Rows from an object pointing dataset
□ □ □ □ □

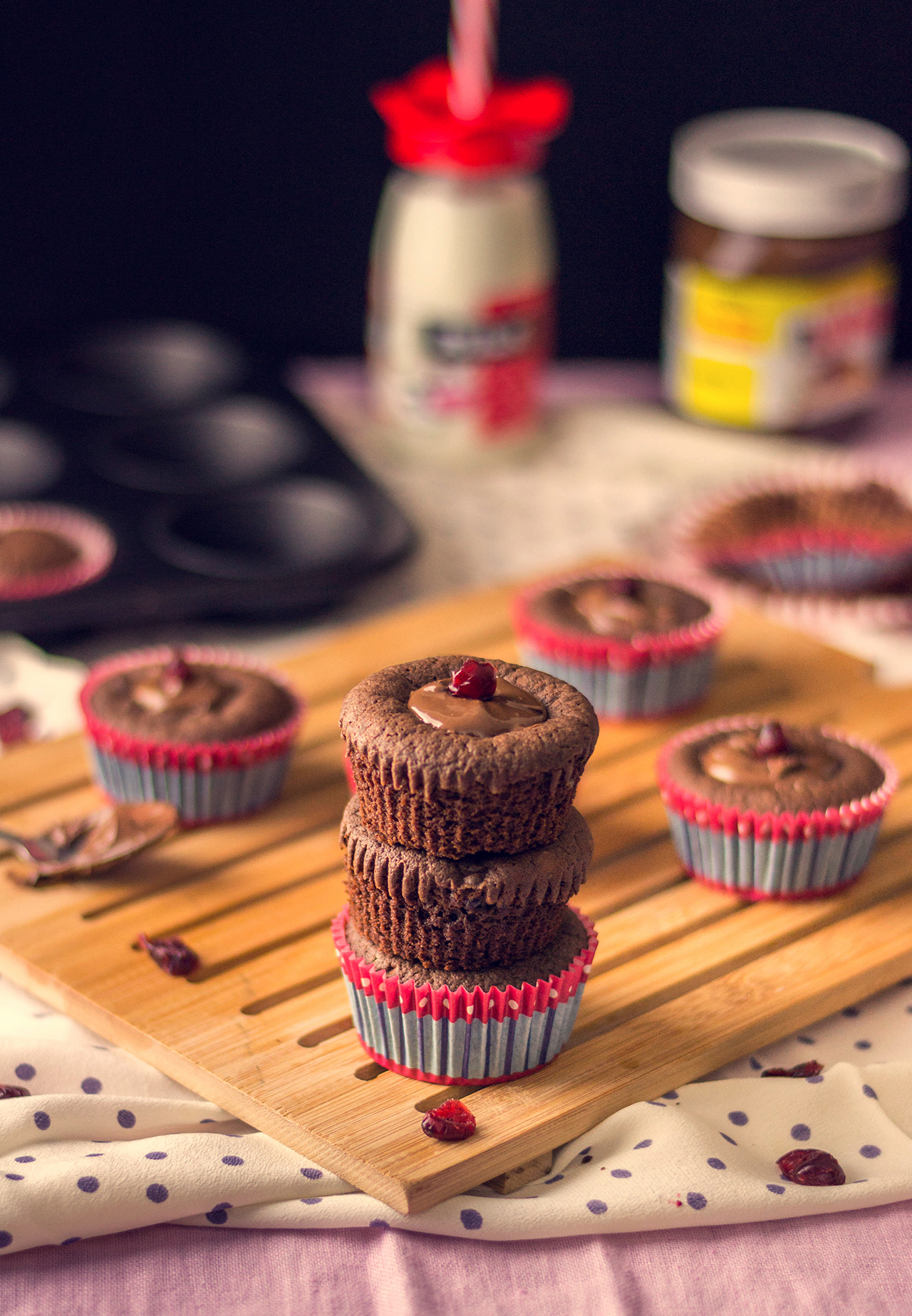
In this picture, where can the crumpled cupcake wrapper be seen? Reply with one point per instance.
(445, 1036)
(197, 795)
(773, 856)
(628, 693)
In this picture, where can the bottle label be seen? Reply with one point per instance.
(775, 353)
(482, 371)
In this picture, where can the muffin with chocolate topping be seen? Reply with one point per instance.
(773, 812)
(636, 646)
(473, 912)
(456, 756)
(207, 731)
(839, 539)
(49, 549)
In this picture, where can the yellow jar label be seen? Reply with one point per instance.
(773, 353)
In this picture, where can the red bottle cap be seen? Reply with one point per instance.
(512, 130)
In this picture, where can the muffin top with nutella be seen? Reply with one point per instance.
(618, 607)
(192, 702)
(28, 550)
(871, 507)
(770, 767)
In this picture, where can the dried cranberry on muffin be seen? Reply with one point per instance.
(455, 760)
(773, 811)
(806, 539)
(461, 913)
(636, 646)
(207, 731)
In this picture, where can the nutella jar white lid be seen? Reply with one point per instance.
(790, 174)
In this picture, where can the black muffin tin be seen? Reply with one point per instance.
(224, 492)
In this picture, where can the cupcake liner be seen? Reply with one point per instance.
(208, 781)
(94, 540)
(460, 1036)
(646, 677)
(804, 559)
(773, 856)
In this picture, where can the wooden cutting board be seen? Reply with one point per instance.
(685, 980)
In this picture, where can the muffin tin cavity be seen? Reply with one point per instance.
(223, 491)
(281, 529)
(138, 369)
(29, 464)
(229, 441)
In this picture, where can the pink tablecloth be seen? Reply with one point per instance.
(854, 1263)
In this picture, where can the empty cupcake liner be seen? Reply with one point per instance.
(441, 1035)
(773, 856)
(207, 782)
(91, 537)
(646, 677)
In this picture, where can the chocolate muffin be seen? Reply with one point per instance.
(465, 913)
(773, 812)
(491, 774)
(197, 703)
(799, 769)
(206, 731)
(636, 646)
(570, 940)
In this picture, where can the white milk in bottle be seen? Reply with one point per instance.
(462, 270)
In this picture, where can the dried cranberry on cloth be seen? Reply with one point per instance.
(105, 1144)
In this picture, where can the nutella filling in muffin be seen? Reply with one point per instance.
(192, 702)
(26, 551)
(619, 606)
(775, 769)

□ □ □ □ □

CHALLENGE: Reproduce every line above word for word, but omit the pictures.

TASK RESULT:
In this picture, where can the crumpled cupcake wrapper be seen? Reply with one point per instance.
(445, 1036)
(197, 795)
(773, 856)
(628, 693)
In this picture, where can the bottle label be seen? Reply with one point per instance.
(775, 353)
(482, 371)
In this picture, where can the muffin with chocolate topping be seen? Reply with one point per instance.
(773, 812)
(636, 646)
(473, 912)
(456, 756)
(207, 731)
(839, 539)
(49, 549)
In this picture, where can the yellow jar label be seen? Reply with one point per instance.
(773, 353)
In this picture, where can the red bottle cap be seen? Reply with one point per instance.
(512, 130)
In this picture, where can the muffin top with nutella be seen? Reply with one point per instance.
(618, 607)
(192, 702)
(28, 550)
(871, 507)
(770, 767)
In this picture, where can the dried cranberry on muffin be seen? Reply with one point per instance.
(455, 760)
(773, 811)
(806, 539)
(461, 913)
(636, 646)
(207, 731)
In this picture, where can the nutella jar white lid be seen? Reply with one point per instance.
(790, 174)
In this picture, where can the black muffin tin be seen? Reply with one point per instance.
(224, 492)
In this picture, where can the cupcake liner be seen? Reply with one point per instance.
(208, 781)
(94, 540)
(460, 1036)
(646, 677)
(804, 559)
(773, 856)
In this picture, where can the wooden cutting board be seen? Reply with one point per instance.
(685, 980)
In this picture, where can the muffin tin cavity be seen? Reply with one point per instance.
(223, 491)
(281, 529)
(138, 369)
(29, 464)
(229, 441)
In this picture, where can the pink tablecloth be seen? Reply with one point per instance.
(854, 1263)
In this picture, where can the empty cupcake liner be seen? Reply with one point per instance.
(441, 1035)
(773, 856)
(207, 782)
(91, 537)
(646, 677)
In this picture, where can the chocolate muffin be seen? Reply with one point per instance.
(465, 913)
(773, 812)
(491, 774)
(197, 703)
(799, 769)
(206, 731)
(636, 646)
(570, 940)
In this picture, where can the white milk in bottle be seen? Reply with one point per instance.
(462, 270)
In this picture, where can the dried cranberry on cloth be seen? Reply with one point per instance.
(105, 1144)
In this picture, where can the nutella filling in muffin be seen? Reply with one point per instance.
(192, 702)
(26, 551)
(619, 606)
(775, 769)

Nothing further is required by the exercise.